+++ Data provided +++

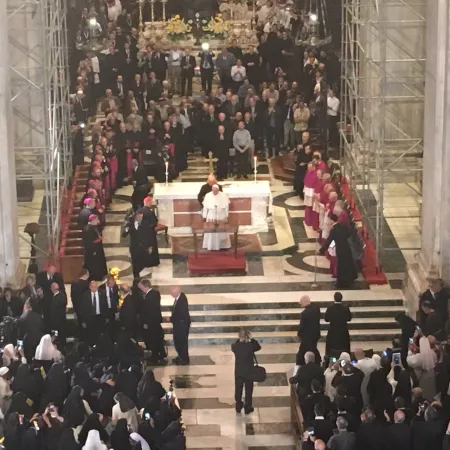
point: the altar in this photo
(178, 207)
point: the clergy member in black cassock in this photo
(151, 318)
(303, 156)
(346, 271)
(338, 337)
(94, 254)
(143, 244)
(207, 188)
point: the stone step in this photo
(269, 326)
(278, 337)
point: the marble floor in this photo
(264, 300)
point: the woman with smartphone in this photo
(244, 352)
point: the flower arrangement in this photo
(218, 27)
(177, 28)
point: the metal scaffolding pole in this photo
(382, 104)
(40, 83)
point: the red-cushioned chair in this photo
(160, 226)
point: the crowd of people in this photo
(97, 391)
(362, 400)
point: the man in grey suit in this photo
(224, 62)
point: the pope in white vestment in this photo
(215, 209)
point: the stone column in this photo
(433, 260)
(9, 234)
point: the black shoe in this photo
(182, 362)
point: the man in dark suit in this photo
(159, 64)
(128, 312)
(137, 86)
(154, 88)
(439, 296)
(323, 427)
(141, 185)
(317, 396)
(30, 330)
(84, 214)
(400, 432)
(77, 290)
(111, 295)
(47, 277)
(148, 212)
(306, 374)
(44, 279)
(57, 313)
(151, 319)
(206, 69)
(93, 312)
(308, 330)
(187, 72)
(181, 321)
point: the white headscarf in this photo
(345, 357)
(93, 441)
(9, 351)
(428, 357)
(138, 438)
(45, 351)
(377, 359)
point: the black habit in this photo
(94, 255)
(346, 271)
(338, 337)
(142, 238)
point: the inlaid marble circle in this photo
(322, 261)
(294, 201)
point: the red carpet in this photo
(372, 274)
(216, 263)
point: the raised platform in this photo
(217, 263)
(283, 167)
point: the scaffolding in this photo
(40, 83)
(382, 104)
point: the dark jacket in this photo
(180, 311)
(244, 354)
(305, 375)
(309, 328)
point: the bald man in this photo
(207, 188)
(181, 322)
(308, 330)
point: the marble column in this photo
(433, 260)
(9, 234)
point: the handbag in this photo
(258, 373)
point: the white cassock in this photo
(215, 209)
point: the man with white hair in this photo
(308, 329)
(306, 374)
(215, 213)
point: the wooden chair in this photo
(160, 226)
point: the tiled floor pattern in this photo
(266, 301)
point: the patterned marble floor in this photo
(266, 301)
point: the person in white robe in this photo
(215, 209)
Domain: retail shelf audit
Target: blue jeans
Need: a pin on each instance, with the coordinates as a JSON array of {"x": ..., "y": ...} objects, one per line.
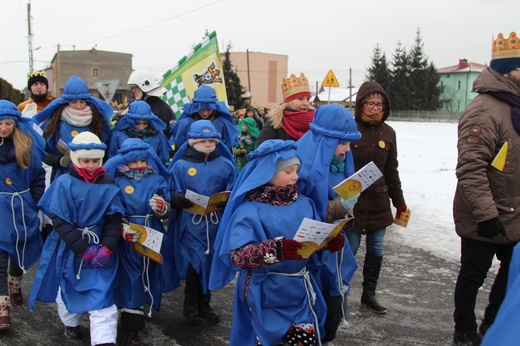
[{"x": 374, "y": 241}]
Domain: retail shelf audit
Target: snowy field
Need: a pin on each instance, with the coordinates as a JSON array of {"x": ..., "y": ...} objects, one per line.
[{"x": 427, "y": 154}]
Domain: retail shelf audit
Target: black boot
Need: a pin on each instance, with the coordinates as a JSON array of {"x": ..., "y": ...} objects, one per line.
[
  {"x": 371, "y": 270},
  {"x": 205, "y": 311},
  {"x": 191, "y": 309}
]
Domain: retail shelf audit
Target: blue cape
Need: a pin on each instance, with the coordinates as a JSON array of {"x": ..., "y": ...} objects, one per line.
[
  {"x": 75, "y": 89},
  {"x": 332, "y": 125}
]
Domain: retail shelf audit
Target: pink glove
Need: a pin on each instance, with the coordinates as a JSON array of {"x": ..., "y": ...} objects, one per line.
[
  {"x": 102, "y": 258},
  {"x": 158, "y": 205},
  {"x": 128, "y": 234},
  {"x": 89, "y": 253}
]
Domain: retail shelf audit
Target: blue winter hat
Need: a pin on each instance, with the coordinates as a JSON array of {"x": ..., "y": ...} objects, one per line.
[{"x": 139, "y": 110}]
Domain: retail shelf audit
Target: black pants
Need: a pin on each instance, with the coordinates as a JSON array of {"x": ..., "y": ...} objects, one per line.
[{"x": 476, "y": 259}]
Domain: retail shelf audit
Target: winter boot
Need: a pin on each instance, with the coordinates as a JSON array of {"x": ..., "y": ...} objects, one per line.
[
  {"x": 5, "y": 313},
  {"x": 15, "y": 289},
  {"x": 371, "y": 270},
  {"x": 205, "y": 311},
  {"x": 191, "y": 309}
]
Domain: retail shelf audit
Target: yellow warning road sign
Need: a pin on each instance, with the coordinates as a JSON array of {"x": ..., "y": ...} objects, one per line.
[{"x": 330, "y": 80}]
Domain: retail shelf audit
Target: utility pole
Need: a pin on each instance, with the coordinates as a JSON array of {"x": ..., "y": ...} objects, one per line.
[{"x": 30, "y": 36}]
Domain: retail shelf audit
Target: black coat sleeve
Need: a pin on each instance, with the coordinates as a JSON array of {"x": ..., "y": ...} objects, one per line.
[
  {"x": 111, "y": 231},
  {"x": 70, "y": 235}
]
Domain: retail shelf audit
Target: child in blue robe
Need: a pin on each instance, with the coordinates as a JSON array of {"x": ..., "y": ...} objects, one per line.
[
  {"x": 206, "y": 106},
  {"x": 140, "y": 122},
  {"x": 144, "y": 184},
  {"x": 74, "y": 112},
  {"x": 277, "y": 301},
  {"x": 22, "y": 183},
  {"x": 203, "y": 165},
  {"x": 78, "y": 266},
  {"x": 327, "y": 161}
]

+++

• **What is needed**: Reproduce every line of the records containing the string "winter".

• **Expected output**:
Target: blue winter hat
Target: winter boot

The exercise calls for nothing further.